Welcome to part three of my series on Elastic using .Net NEST library. In part one, I covered the basics of NoSQL, Elastic and a quick installation. In part two, I covered the creation of an index, CRUD operations and simple search with paging and sorting. This time around, we'll cover a few queries (match and bool), nested types and nested queries, and how to retrieve only part of a document.
Match Query
The first type of query is a “match” query, which accepts all kinds of data (text, numeric and date), analyzes it and then constructs a Boolean clause from each fragment of input text. By default, a match query uses the “or” operator to combine those clauses into a final query. You can control how Boolean clauses are combined by setting the “operator” flag either to “or” or “and”.
Let’s test how a match query works. First, we will put some fresh data into our index, as follows:
var blogPosts = new\[\]
{
new BlogPost { Id = Guid.NewGuid(), Title = "test post 123", Body = "1" },
new BlogPost { Id = Guid.NewGuid(), Title = "test something 123", Body = "2" },
new BlogPost { Id = Guid.NewGuid(), Title = "read this post", Body = "3" }
};
foreach (var blogPost in blogPosts)
{
elastic.Index(blogPost, p => p
.Id(blogPost.Id.ToString())
.Refresh());
}
Then add the following query:
var res = elastic.Search(s => s
.Query(q => q
.Match(m => m.OnField(f => f.Title).Query("test post 123"))));
Console.WriteLine(res.RequestInformation.Success);
Console.WriteLine(res.Hits.Count());
foreach (var hit in res.Hits)
{
Console.WriteLine(hit.Source);
}
Console.WriteLine(res.RequestInformation.Success);
Console.WriteLine(res.Hits.Count());
foreach (var hit in res.Hits)
{
Console.WriteLine(hit.Source);
}
Now save the build and the run the program. You should see the following output in console:
Id: '13efef63-ed44-48a9-8eab-1a8a4ee9fcff', Title: 'test post 123', Body: '1'
Id: '92d4159c-1c0b-4f61-8691-fb81fe9246d9', Title: 'test something 123', Body: '2'
Id: '0d5315e0-df67-4d77-9b5c-ad07fbb62951', Title: 'read this post', Body: '3'
Why were all three posts returned? Do you remember that by default, a match query combines Boolean clauses using the “or” operator? So, if any of those clauses are satisfied by the document, it is returned as a hit. We searched posts by title and gave the input text: “test post 123”. Each returned document matches some part of our input text. Let’s see what happens if we modify the query to use the “and” operator instead of “or”:
var res = elastic.Search(s => s
.Query(q => q
.Match(m => m
.OnField(f => f.Title)
.Query("test post 123")
.Operator(Operator.And))));
Console.WriteLine(res.RequestInformation.Success);
Console.WriteLine(res.Hits.Count());
foreach (var hit in res.Hits)
+---+
[WHAT YOU NEED TO DO]
1: Reproduce the tutorial's wording from "Welcome to part" to "of a document." verbatim.
2: Collect each line in the records that contains the string "window", treating uppercase and lowercase as different.

[RECORDS PROVIDED]
+---+
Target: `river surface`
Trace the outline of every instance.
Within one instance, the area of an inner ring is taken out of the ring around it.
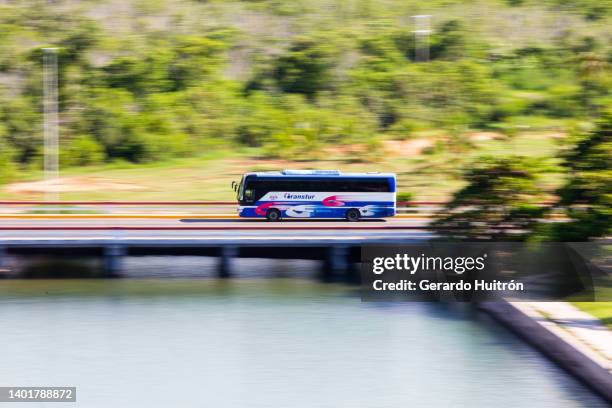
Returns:
[[[77,387],[20,407],[606,406],[468,306],[308,279],[6,280],[0,327],[0,386]]]

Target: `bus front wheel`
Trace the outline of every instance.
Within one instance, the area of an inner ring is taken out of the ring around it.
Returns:
[[[280,211],[278,211],[276,208],[270,208],[266,212],[266,219],[268,221],[280,221]]]
[[[356,208],[351,208],[350,210],[346,212],[347,221],[359,221],[360,216],[361,214],[359,213],[359,210],[357,210]]]

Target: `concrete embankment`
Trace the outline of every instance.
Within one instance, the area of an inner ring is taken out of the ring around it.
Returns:
[[[500,300],[479,307],[612,403],[612,374],[605,358],[546,327],[520,305]]]

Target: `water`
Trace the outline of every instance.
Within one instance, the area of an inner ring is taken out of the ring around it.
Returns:
[[[606,406],[466,306],[309,280],[4,281],[0,324],[0,385],[81,407]]]

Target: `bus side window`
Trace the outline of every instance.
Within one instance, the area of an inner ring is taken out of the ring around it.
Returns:
[[[246,201],[253,201],[253,192],[254,190],[251,188],[247,188],[244,190],[244,199]]]

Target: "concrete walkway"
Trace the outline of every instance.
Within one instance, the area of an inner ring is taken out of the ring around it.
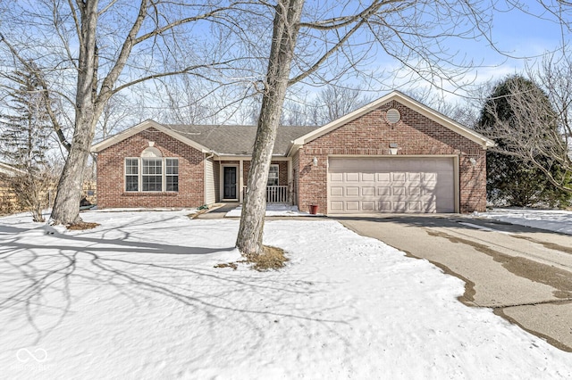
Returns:
[[[240,203],[218,203],[211,206],[210,210],[197,215],[199,219],[219,219],[224,218],[227,212],[239,207]]]
[[[336,219],[460,278],[465,304],[572,351],[572,236],[459,215]]]

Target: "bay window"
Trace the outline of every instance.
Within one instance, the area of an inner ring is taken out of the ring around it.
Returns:
[[[126,158],[124,173],[126,192],[179,191],[179,159],[161,157],[156,148]]]

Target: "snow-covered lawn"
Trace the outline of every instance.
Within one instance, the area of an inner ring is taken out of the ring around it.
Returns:
[[[566,378],[572,354],[457,297],[463,283],[332,220],[275,220],[280,271],[240,260],[239,222],[83,214],[46,235],[0,218],[0,377]]]
[[[572,235],[572,211],[531,209],[492,209],[490,211],[477,213],[476,215],[508,223]]]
+---+
[ANSWER SET]
1:
Welcome to part three of my series on Elastic using .Net NEST library. In part one, I covered the basics of NoSQL, Elastic and a quick installation. In part two, I covered the creation of an index, CRUD operations and simple search with paging and sorting. This time around, we'll cover a few queries (match and bool), nested types and nested queries, and how to retrieve only part of a document.

2:
Target: `bus side window`
Target: "bay window"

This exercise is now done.